B. DES EFFETS NÉFASTES SUR LA SANTÉ

Ni les plus modestes, ni les jeunes, ni les femmes enceintes ne paient les franchises et le forfait. Quant à ceux qui ont des moyens suffisants, les sommes prélevées ne sont pas une gêne. Or il est paradoxal de ne vouloir « responsabiliser » que certains de nos concitoyens. Pourquoi sous-entendre que leurs comportements seraient particulièrement coûteux pour l'assurance maladie ?

Les effets désincitatifs que les franchises peuvent avoir pour les jeunes adultes doivent être soulignés. Le professeur Didier Tabuteau de Sciences Po a fait part à votre rapporteure de ses vives inquiétudes sur ce sujet en matière d'accès aux soins et à la prévention. Il a également exprimé son inquiétude concernant l'observance, car les franchises et la participation forfaitaire touchent principalement les personnes les plus malades, celles qui se trouvent en affection de longue durée (ALD). En 2012, les personnes en ALD ont acquitté 42 % du montant des franchises. Elles auraient pu acquitter un montant encore plus élevé si leur participation n'était limitée par le plafond annuel de 50 euros applicable tant pour les franchises que pour les participations. Ainsi ces personnes malades ont un reste un charge obligatoire qui atteint 100 euros par an. Pour les patients victimes du VIH, le reste à charge est encore plus important d'après Mme Adeline Toullier (AIDES).

▶ _DONNÉES FOURNIES_
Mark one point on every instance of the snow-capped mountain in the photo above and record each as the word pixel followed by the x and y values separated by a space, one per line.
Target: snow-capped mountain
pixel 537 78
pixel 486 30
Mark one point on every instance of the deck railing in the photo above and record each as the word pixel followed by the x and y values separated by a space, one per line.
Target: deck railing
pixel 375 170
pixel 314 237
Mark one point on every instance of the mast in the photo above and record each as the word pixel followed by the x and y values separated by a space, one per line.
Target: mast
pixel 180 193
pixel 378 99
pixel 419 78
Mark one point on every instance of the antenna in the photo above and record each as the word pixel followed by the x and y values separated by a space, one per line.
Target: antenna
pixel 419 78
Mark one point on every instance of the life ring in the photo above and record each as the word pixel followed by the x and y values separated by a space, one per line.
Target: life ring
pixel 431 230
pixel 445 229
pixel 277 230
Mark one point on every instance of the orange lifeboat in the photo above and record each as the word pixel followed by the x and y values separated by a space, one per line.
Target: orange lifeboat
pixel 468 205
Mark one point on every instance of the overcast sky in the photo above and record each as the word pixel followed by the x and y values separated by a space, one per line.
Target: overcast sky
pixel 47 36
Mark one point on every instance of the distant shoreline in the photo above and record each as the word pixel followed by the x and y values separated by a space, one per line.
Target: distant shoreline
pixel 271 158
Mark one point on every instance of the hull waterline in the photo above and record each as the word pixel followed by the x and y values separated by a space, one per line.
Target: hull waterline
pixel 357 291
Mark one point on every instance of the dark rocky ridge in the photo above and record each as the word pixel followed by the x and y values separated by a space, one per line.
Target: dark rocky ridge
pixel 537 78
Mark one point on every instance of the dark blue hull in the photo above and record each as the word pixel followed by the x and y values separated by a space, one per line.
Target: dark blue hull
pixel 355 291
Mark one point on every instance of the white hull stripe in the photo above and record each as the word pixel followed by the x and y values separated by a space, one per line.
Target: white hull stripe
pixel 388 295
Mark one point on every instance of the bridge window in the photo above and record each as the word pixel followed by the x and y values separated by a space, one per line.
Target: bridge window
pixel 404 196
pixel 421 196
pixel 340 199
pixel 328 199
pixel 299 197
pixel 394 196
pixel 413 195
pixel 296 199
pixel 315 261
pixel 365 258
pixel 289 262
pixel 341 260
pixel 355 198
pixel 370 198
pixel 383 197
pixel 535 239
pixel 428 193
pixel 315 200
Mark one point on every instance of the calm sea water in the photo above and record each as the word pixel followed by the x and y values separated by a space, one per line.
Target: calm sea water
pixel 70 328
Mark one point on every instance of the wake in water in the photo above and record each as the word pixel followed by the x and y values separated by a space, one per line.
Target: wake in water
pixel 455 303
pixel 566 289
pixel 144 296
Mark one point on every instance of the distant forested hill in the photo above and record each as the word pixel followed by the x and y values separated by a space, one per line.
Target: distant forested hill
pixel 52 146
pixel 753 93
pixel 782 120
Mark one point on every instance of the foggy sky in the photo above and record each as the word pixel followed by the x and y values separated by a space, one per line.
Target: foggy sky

▶ _CONSIGNE 1_
Veuillez recopier le passage du document source, tout ce qui va de "Ni les plus" jusqu'à "l'assurance maladie ?".
▶ _CONSIGNE 2_
D'après le document source, pourquoi le professeur Didier Tabuteau s'inquiète-t-il aussi de l'observance ? Répondez en une à trois phrases.
▶ _CONSIGNE 3_
Résumez le document source en deux phrases.

▶ _RÉPONSE 1_
Ni les plus modestes, ni les jeunes, ni les femmes enceintes ne paient les franchises et le forfait. Quant à ceux qui ont des moyens suffisants, les sommes prélevées ne sont pas une gêne. Or il est paradoxal de ne vouloir « responsabiliser » que certains de nos concitoyens. Pourquoi sous-entendre que leurs comportements seraient particulièrement coûteux pour l'assurance maladie ?

▶ _RÉPONSE 2_
Il s'en inquiète parce que les franchises et la participation forfaitaire touchent principalement les personnes les plus malades, celles qui se trouvent en affection de longue durée (ALD). En 2012, ces personnes ont acquitté 42 % du montant des franchises.

▶ _RÉPONSE 3_
Le document source juge paradoxal de ne « responsabiliser » que certains assurés, puisque ni les plus modestes, ni les jeunes, ni les femmes enceintes ne paient les franchises et le forfait, et que ces sommes ne gênent pas ceux qui ont des moyens suffisants. Il souligne aussi les effets désincitatifs des franchises pour les jeunes adultes et leur poids sur les personnes en affection de longue durée, qui ont acquitté 42 % des franchises en 2012 et dont le reste à charge obligatoire atteint 100 euros par an.